-------- Exercise data --------
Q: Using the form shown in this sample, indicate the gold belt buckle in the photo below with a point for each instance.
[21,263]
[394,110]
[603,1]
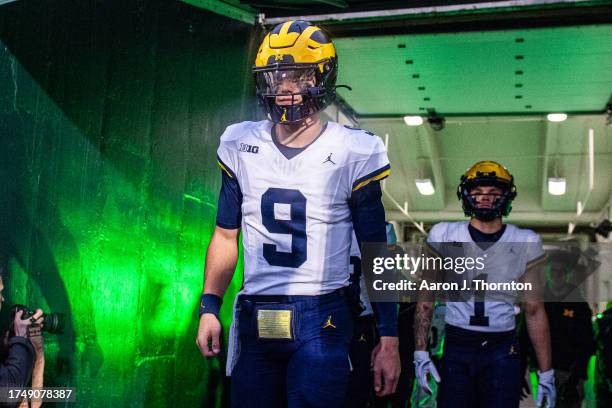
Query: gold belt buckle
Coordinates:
[275,324]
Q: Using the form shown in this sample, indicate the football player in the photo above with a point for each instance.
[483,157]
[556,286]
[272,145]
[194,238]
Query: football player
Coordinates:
[296,188]
[481,364]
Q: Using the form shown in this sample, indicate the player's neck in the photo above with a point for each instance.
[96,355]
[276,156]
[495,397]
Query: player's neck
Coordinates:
[487,227]
[299,134]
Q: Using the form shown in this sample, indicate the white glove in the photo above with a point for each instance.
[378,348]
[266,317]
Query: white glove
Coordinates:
[424,366]
[546,389]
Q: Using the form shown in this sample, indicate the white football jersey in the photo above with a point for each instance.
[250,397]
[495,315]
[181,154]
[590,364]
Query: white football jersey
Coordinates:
[505,262]
[356,265]
[296,222]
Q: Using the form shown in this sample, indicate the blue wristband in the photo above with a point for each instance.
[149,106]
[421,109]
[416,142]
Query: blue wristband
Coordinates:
[210,303]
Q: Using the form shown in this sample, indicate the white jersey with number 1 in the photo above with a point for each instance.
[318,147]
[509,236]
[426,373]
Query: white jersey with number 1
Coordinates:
[506,261]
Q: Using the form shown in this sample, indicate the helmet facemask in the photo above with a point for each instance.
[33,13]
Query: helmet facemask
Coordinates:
[290,93]
[501,205]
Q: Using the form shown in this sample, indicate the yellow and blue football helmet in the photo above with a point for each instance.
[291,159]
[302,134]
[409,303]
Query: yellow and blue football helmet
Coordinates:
[487,173]
[302,54]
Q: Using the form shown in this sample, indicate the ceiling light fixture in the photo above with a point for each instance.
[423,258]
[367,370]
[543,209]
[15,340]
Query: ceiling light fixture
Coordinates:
[557,185]
[556,117]
[425,186]
[413,120]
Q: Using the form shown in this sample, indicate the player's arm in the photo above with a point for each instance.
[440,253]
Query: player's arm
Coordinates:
[423,315]
[221,258]
[539,332]
[535,314]
[368,216]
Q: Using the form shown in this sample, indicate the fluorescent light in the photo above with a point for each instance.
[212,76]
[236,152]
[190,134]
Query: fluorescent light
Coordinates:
[556,117]
[425,186]
[556,185]
[413,120]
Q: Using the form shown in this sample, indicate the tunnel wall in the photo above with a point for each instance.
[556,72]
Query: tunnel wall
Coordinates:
[110,115]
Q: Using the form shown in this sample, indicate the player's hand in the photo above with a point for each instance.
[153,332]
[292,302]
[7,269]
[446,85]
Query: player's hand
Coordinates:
[424,367]
[525,388]
[209,332]
[547,394]
[386,365]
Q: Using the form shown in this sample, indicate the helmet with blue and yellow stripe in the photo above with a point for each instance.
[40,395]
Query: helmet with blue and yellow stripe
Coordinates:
[487,173]
[295,72]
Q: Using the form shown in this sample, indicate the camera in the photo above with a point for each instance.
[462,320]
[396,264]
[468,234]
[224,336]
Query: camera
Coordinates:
[54,322]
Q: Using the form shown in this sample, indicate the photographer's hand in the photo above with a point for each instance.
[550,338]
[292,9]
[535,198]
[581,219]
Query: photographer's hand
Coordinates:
[35,332]
[20,326]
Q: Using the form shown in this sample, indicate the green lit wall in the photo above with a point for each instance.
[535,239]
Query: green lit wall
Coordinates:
[110,114]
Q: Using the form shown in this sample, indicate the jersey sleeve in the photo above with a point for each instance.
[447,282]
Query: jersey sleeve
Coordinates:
[371,162]
[227,153]
[229,208]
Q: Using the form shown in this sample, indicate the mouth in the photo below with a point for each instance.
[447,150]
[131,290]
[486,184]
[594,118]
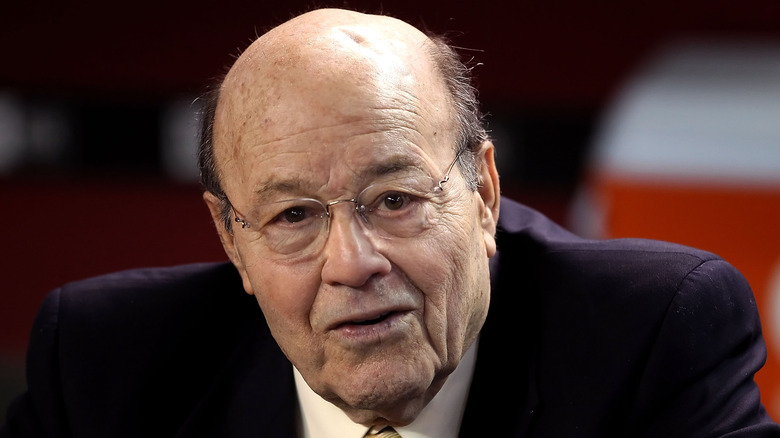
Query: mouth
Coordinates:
[370,321]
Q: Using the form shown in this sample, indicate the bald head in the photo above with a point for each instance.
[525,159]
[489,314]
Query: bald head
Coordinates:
[333,55]
[331,62]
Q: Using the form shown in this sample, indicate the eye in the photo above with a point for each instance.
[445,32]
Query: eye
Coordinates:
[293,215]
[394,201]
[295,212]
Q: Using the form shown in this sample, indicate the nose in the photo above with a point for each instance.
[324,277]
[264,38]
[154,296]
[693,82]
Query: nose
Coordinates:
[351,257]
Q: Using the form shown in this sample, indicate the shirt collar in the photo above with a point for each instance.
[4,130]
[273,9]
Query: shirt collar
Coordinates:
[440,418]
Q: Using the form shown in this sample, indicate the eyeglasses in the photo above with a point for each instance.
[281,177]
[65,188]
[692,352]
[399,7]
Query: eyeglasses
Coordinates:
[402,207]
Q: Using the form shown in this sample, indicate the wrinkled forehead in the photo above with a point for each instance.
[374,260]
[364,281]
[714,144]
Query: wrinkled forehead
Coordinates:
[329,67]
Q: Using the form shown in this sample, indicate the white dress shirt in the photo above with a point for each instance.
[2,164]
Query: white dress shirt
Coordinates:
[318,418]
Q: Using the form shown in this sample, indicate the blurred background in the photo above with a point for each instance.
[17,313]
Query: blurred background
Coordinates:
[652,119]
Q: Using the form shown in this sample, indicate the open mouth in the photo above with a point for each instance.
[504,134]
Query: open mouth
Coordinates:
[376,320]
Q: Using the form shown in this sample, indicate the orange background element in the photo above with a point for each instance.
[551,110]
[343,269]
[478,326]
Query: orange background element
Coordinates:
[739,222]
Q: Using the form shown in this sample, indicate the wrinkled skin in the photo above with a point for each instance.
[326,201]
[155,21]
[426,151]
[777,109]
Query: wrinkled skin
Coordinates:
[316,108]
--------
→ The problem: Where a line of the records has the string "tunnel", return that line.

→ Problem solution:
Q: Using the form shown in this sample, indicate the tunnel wall in the photo above with a point for each instance.
Query: tunnel wall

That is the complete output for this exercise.